### Set tasks:
(a) In the message about face specifications and XEmacs specifiers, who is said to have tried writing a function to translate face specifications into XEmacs specifiers?
(b) Continue the message about face specifications and XEmacs specifiers, starting after its last sentence.

### Extract:
(begin)

"Stephen J. Turnbull" <turnbull(a)sk.tsukuba.ac.jp> writes:
Many of the face functions associated with Custom (some of which
have
leaked into other libraries, such as lisp/faces.el) use terminology
different from that documented in Info | Lispref | Specifiers.
The face specifications interface (see the documentation to `defface')
don't really have anything directly to do with XEmacs specifier
interface. Indirectly, it should solve a subset of the problem XEmacs
specifiers are supposed to solve.
For example, some functions (eg `face-spec-set') specialize the
specifier concept of "locale" to "frame" (in the sense that the
argument which represents the specifier's locale is called "frame";
I don't think the semantics are altered at all).
Historically, XEmacs at some point generalized `frame' to `locale'.
In other cases the representation of
objects is changed. Eg, specifiers characterize the display with a
tag-set [simple list] like `(x color)' while Custom uses alists like
`((type x) (class color))'.
Is that what a tag set is? I read the chapter about specifiers in the
XEmacs Lisp manual, and it was completely incomprehensible to me.
I wrote the face specification interface to have something simple I
could understand that would work the same on both Emacs and XEmacs,
and hoped someone someday would write a function to translate the
simple face specifications into XEmacs specifiers. Much the same idea
as easymenu is based on. I believe Hrvoje Niksic tried, but found
that the XEmacs specifiers missed some (tags?) necessary.

(end)

### Supplied information:
(begin)

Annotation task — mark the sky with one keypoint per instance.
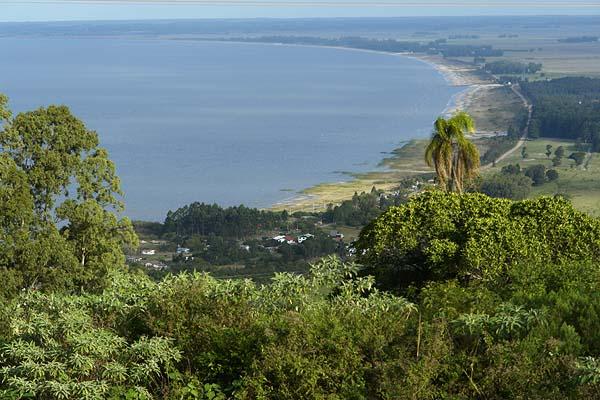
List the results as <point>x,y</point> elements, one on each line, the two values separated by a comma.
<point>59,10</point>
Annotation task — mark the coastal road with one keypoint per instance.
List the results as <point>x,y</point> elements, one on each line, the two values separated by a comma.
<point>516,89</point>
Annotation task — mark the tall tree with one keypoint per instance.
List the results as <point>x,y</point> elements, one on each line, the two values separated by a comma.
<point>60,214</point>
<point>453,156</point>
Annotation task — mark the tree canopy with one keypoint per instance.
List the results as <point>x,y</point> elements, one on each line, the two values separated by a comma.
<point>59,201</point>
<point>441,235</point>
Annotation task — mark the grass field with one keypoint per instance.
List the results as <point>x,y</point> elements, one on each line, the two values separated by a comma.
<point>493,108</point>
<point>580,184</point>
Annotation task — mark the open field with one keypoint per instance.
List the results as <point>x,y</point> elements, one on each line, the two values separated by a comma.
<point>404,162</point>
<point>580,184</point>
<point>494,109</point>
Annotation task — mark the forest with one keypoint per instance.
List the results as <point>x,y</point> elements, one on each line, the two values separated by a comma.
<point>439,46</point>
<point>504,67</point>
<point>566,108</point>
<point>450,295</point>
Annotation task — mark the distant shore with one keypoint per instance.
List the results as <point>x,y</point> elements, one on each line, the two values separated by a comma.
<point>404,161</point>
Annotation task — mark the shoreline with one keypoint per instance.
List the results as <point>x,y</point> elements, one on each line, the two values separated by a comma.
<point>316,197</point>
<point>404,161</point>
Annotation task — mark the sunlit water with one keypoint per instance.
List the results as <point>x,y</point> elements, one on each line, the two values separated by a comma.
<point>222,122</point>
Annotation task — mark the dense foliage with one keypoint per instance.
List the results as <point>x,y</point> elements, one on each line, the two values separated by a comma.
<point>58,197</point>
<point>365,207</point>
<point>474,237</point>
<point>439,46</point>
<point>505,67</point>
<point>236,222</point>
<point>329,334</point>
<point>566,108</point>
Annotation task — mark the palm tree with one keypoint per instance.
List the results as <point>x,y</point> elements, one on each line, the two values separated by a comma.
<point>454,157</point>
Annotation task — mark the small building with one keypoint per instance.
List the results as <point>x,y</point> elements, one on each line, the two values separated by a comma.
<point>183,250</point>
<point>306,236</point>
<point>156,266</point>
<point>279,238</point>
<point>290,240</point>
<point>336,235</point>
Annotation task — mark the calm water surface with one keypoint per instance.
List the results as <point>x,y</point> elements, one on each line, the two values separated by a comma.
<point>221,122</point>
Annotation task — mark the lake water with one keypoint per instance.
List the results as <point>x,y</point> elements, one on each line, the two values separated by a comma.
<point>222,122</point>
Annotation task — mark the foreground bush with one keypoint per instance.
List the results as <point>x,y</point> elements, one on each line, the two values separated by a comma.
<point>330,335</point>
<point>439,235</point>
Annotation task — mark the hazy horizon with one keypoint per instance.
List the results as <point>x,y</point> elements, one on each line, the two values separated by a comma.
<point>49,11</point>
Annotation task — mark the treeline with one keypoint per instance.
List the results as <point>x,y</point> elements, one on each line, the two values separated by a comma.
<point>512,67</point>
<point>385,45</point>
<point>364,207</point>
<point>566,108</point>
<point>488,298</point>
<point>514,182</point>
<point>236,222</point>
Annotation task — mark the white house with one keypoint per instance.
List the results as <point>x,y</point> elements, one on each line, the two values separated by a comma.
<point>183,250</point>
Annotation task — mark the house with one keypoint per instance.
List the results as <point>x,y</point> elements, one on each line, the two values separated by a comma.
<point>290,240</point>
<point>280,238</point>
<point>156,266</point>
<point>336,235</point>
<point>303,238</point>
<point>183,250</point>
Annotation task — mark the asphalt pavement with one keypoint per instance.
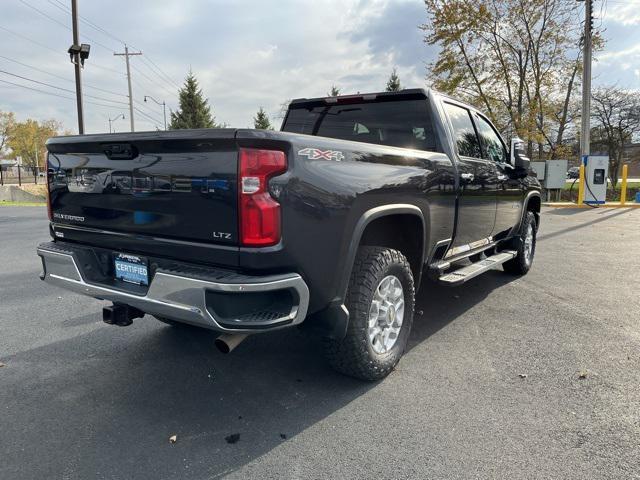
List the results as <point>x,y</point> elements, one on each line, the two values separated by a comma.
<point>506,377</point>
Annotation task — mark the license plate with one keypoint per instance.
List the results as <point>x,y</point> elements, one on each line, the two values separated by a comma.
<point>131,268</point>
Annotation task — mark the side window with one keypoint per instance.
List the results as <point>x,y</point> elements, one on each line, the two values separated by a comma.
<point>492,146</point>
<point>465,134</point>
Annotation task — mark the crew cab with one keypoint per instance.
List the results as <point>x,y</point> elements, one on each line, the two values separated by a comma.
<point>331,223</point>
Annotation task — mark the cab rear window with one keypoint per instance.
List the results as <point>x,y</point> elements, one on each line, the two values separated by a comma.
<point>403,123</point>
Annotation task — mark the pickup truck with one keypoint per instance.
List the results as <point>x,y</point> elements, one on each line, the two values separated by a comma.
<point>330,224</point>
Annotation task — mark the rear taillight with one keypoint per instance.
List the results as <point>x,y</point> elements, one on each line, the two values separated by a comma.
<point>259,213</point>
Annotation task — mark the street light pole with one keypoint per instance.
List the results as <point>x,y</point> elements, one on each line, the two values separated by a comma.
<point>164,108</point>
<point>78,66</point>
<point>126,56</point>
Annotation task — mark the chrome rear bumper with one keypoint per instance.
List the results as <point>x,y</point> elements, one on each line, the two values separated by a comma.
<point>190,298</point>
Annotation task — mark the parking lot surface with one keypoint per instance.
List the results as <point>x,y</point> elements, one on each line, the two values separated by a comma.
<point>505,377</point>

(end)
(begin)

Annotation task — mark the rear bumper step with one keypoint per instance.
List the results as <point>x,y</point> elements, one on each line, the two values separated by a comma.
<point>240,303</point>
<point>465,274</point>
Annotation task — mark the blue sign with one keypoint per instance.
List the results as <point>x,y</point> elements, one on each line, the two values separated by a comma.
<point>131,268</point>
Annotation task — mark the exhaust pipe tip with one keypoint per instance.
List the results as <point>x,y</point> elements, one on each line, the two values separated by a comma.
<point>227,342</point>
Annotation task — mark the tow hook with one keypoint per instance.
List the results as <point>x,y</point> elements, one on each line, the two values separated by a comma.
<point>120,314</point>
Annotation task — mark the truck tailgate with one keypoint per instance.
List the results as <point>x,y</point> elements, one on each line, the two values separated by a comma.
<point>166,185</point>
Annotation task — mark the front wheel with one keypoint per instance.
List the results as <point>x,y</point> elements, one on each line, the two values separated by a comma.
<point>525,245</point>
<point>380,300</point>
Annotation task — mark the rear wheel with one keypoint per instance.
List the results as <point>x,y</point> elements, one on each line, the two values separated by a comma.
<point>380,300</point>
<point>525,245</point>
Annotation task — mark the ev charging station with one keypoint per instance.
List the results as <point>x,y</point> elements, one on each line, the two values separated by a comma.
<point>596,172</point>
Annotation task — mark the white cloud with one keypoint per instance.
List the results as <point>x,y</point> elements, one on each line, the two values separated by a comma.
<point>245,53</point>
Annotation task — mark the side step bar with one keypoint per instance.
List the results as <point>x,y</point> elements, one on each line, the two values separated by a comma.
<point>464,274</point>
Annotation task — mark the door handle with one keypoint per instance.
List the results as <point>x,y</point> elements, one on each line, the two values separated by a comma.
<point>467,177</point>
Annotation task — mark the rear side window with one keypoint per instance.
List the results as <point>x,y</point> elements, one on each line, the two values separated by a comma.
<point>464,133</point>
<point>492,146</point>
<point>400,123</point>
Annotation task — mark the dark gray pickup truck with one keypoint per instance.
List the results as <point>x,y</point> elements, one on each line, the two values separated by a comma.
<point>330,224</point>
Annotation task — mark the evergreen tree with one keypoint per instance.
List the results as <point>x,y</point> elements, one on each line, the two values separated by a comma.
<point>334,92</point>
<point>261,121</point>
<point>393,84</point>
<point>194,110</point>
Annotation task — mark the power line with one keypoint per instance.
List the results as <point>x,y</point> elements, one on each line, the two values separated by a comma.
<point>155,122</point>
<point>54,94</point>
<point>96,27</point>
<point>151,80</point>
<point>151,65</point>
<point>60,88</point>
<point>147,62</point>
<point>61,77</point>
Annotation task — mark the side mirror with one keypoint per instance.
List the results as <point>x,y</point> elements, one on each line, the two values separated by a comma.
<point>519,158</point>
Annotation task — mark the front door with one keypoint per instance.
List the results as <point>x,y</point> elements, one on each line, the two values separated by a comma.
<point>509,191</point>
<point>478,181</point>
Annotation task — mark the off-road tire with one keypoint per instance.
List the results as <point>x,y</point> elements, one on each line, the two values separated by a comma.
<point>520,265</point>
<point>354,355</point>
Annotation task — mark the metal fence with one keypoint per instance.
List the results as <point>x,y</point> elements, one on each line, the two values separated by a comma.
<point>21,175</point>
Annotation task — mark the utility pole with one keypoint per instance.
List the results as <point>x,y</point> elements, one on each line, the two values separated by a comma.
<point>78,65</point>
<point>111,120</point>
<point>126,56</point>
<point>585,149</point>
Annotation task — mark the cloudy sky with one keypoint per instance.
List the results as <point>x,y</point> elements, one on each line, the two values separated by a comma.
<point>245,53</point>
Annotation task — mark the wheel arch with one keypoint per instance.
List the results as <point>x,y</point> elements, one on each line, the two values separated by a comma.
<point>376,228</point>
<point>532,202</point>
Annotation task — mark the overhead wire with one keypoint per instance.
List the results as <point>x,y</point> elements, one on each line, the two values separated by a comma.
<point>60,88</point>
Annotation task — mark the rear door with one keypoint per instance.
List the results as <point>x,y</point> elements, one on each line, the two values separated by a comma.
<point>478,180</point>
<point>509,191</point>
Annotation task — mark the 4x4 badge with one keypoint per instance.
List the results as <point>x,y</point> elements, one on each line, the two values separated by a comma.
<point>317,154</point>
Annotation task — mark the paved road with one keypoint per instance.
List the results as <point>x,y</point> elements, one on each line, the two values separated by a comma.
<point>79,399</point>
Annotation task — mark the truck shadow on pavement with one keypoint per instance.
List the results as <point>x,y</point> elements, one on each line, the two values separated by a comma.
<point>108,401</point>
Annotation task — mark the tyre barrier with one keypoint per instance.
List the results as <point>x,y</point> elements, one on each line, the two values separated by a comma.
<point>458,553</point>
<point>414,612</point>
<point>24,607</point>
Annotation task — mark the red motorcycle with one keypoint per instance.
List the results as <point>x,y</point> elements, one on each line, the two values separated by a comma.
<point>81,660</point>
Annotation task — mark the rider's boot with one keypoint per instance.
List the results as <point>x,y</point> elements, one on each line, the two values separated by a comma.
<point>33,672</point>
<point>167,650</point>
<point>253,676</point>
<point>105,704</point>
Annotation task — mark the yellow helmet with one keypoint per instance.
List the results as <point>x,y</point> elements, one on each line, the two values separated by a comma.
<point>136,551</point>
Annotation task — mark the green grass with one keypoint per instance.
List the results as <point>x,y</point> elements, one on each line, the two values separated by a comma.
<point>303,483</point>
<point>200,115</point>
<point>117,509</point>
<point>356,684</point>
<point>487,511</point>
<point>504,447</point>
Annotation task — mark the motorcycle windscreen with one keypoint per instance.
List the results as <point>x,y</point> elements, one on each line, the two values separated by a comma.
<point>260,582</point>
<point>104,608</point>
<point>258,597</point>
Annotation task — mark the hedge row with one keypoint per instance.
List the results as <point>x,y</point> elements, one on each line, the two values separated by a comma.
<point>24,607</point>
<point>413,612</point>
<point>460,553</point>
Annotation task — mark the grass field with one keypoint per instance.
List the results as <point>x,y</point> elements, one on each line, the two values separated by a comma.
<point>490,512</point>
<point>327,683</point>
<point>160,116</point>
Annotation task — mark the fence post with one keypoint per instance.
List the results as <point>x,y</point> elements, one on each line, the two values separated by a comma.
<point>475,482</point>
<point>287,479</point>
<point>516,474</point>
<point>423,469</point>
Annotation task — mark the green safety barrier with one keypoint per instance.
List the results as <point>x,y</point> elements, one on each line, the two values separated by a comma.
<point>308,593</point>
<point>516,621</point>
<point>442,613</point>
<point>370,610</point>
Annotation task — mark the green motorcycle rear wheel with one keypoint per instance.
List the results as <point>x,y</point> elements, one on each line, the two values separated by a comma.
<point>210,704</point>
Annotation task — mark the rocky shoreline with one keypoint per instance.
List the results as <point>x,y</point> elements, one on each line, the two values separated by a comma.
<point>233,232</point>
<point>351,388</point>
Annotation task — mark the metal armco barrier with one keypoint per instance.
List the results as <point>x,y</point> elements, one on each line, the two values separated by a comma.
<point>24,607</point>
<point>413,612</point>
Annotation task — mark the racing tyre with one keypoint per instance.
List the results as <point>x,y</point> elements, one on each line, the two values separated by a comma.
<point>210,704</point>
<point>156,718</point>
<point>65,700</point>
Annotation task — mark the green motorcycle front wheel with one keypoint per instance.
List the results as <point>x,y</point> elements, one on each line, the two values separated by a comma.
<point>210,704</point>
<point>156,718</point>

(end)
(begin)

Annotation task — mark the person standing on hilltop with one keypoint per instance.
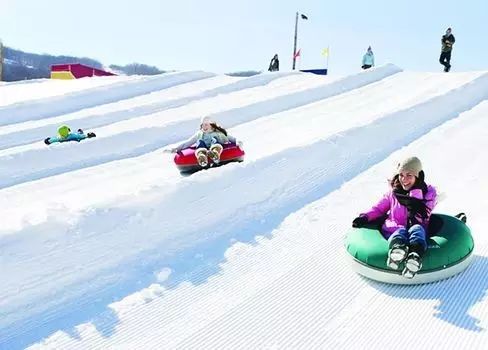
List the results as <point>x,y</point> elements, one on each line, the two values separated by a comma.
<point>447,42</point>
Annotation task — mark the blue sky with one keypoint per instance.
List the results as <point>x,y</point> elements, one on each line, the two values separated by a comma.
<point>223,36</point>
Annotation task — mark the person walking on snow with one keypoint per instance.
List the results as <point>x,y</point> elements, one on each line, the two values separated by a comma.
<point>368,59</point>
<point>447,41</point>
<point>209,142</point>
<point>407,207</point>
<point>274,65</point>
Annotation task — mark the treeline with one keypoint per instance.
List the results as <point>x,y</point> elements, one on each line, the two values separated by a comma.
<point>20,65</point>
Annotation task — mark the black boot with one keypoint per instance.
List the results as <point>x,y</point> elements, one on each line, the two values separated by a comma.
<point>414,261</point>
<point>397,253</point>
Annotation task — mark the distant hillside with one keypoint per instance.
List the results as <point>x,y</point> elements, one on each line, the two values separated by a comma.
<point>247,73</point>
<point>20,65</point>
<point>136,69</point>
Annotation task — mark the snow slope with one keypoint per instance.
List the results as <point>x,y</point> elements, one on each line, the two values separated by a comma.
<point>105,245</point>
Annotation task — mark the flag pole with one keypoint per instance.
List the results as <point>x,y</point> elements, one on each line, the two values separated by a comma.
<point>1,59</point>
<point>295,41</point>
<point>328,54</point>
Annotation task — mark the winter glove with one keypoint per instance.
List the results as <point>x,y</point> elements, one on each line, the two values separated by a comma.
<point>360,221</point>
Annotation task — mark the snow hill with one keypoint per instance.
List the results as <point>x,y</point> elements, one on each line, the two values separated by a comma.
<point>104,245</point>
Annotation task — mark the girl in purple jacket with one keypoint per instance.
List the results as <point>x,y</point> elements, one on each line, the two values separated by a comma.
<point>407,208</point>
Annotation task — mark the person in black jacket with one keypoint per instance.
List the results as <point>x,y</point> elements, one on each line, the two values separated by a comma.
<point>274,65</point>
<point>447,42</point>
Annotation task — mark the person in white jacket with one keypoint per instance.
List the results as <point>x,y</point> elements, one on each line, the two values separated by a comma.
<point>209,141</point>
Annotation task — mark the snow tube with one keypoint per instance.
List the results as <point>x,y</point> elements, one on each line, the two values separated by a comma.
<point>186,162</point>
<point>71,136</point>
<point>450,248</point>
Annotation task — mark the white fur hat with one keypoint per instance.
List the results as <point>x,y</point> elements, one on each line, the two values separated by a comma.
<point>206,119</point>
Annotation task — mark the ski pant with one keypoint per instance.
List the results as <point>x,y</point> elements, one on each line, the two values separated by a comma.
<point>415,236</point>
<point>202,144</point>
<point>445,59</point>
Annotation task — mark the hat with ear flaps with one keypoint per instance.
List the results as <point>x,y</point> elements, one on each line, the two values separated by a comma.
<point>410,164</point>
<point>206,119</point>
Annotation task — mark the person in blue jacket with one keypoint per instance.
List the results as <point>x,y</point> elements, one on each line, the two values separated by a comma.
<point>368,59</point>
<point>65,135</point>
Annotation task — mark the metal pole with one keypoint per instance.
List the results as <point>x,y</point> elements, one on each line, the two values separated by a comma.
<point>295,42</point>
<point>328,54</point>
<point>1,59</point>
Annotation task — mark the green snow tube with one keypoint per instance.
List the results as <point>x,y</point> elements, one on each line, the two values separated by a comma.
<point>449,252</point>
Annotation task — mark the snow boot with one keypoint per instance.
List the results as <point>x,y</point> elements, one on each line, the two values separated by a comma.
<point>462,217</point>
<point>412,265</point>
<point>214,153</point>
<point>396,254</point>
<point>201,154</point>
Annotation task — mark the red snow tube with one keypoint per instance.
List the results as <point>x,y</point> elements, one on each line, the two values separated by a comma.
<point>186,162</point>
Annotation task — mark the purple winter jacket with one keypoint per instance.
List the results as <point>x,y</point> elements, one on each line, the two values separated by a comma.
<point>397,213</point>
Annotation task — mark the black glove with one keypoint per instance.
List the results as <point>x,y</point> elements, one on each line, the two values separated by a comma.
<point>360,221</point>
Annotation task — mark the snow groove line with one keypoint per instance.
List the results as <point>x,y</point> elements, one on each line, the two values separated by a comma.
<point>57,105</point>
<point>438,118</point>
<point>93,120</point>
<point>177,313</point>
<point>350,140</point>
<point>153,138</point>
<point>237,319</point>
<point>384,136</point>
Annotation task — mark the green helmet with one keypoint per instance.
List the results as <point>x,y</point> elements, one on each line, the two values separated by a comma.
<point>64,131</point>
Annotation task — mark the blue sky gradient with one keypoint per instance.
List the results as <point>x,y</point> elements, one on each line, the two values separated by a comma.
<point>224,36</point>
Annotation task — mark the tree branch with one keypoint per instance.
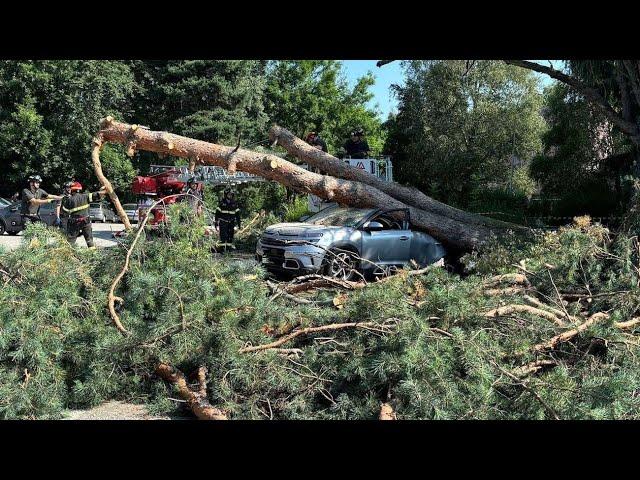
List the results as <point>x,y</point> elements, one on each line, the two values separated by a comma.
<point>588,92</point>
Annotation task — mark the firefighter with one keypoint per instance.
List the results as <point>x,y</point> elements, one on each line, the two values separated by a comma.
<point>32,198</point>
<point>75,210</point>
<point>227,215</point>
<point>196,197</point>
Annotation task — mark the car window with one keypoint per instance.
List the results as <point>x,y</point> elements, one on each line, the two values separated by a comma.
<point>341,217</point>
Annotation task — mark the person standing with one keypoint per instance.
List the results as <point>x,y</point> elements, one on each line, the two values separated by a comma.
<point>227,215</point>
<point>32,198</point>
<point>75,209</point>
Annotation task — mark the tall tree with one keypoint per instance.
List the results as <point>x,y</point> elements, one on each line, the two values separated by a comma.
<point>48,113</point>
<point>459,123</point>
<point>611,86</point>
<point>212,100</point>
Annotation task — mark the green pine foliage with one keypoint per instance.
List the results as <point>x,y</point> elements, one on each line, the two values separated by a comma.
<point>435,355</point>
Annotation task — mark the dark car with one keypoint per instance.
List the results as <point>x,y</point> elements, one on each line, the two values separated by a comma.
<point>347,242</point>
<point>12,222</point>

(end)

### Written responses:
(a) Hrvoje Niksic

(b)
This use of two different interfaces in lisp/faces.el is quite
disconcerting. The functions defined below the comment "used to be in
cus-face.el but logically belong [in faces.el]" use a different (but
not obviously so and only indirectly documented) interface from the
rest of faces.el. It was very tempting to think that the DISPLAY
argument was just an alias for TAG-SET, but that's not so.
`face-spec-set' started life as an internal customize function, in the
custom namespace. RMS moved it from custom to `faces.el', and made it
public. I renamed the XEmacs version in `cus-face.el' to be consitent
with Emacs. Hrvoje moved it to `faces.el'.
(2) Can the interface of a function like `faces-spec-set' in
lisp/faces.el be changed?
Not incompatibly, since it is a public function (indirectly) imported
from Emacs. I see no reason custom has to use it, as long as the
`defface' and `custom-set-faces' interfaces doesn't change.
I think you should concentrate on implementing the interface of those
two functions, not `face-spec-set'.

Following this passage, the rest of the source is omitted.